▸ Document text:
Segment Open

Regarding the evolution of OOCs, our study confirmed the low rate of recurrence of these cysts, with only one recurrence observed among 16 patients who were followed up after surgery for 12–120 months (average 31.12 months). This low recurrence rate is somewhat higher than the reported mean of 4%, based on pooled data from OOC series with adequate follow-up [9]; however, it is less than the overall rate reported for KCOTs (12–60%) [1]. This difference in the recurrence rate is important, since the morphological distinction of OOCs from KCOTs is supported mainly by studies that indicated a significantly lower rate of OOC recurrence following surgery [1, 4, 5].

Segment Closed

▸ Rows taken from a collection:
Segment Open

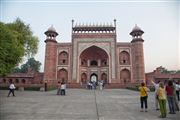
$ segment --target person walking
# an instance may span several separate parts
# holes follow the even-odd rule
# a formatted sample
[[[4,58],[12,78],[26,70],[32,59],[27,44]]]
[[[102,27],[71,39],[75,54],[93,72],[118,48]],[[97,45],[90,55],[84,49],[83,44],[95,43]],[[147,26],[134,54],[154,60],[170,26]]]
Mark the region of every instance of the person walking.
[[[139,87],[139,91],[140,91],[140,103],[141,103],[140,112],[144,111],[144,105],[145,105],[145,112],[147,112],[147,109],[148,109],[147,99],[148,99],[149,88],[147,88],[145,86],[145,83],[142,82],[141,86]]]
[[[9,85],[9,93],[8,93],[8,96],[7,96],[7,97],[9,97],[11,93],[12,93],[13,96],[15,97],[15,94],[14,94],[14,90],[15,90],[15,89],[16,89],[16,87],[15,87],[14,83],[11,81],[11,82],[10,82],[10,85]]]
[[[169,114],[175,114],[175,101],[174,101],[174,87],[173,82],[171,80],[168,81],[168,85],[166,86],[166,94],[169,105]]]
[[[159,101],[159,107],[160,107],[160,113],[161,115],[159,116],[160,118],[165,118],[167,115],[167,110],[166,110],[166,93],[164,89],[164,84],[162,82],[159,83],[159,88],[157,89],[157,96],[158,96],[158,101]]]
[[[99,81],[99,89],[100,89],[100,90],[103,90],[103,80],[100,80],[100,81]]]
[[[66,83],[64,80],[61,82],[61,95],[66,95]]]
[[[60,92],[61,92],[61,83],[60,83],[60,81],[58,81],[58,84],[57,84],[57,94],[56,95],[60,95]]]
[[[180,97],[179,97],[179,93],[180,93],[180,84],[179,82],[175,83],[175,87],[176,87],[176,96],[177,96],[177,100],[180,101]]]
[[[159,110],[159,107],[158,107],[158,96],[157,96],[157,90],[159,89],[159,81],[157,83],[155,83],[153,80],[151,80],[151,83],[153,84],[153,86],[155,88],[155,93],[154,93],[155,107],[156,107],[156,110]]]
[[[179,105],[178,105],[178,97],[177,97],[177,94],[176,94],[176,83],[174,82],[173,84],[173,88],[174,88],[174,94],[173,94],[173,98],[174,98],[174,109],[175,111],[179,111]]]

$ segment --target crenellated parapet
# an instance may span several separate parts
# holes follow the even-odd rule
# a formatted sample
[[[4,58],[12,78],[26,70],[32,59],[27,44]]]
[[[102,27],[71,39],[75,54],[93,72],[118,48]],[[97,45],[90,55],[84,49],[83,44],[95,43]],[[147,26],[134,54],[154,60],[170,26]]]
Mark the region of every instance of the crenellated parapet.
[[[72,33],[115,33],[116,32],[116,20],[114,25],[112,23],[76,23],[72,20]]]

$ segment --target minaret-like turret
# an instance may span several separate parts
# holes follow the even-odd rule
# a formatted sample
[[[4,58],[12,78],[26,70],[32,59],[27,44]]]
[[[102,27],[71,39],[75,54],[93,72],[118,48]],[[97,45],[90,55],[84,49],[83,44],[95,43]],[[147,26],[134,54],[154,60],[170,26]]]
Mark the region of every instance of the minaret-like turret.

Segment Closed
Segment Open

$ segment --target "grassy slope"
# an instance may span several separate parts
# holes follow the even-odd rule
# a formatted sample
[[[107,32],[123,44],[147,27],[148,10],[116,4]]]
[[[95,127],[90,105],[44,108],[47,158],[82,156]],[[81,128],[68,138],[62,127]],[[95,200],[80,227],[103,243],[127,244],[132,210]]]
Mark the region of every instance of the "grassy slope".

Segment Closed

▸ Assigned task:
According to the passage on OOC recurrence, what overall recurrence rate has been reported for KCOTs? You won't need the rows for this.

▸ Exercise output:
12–60%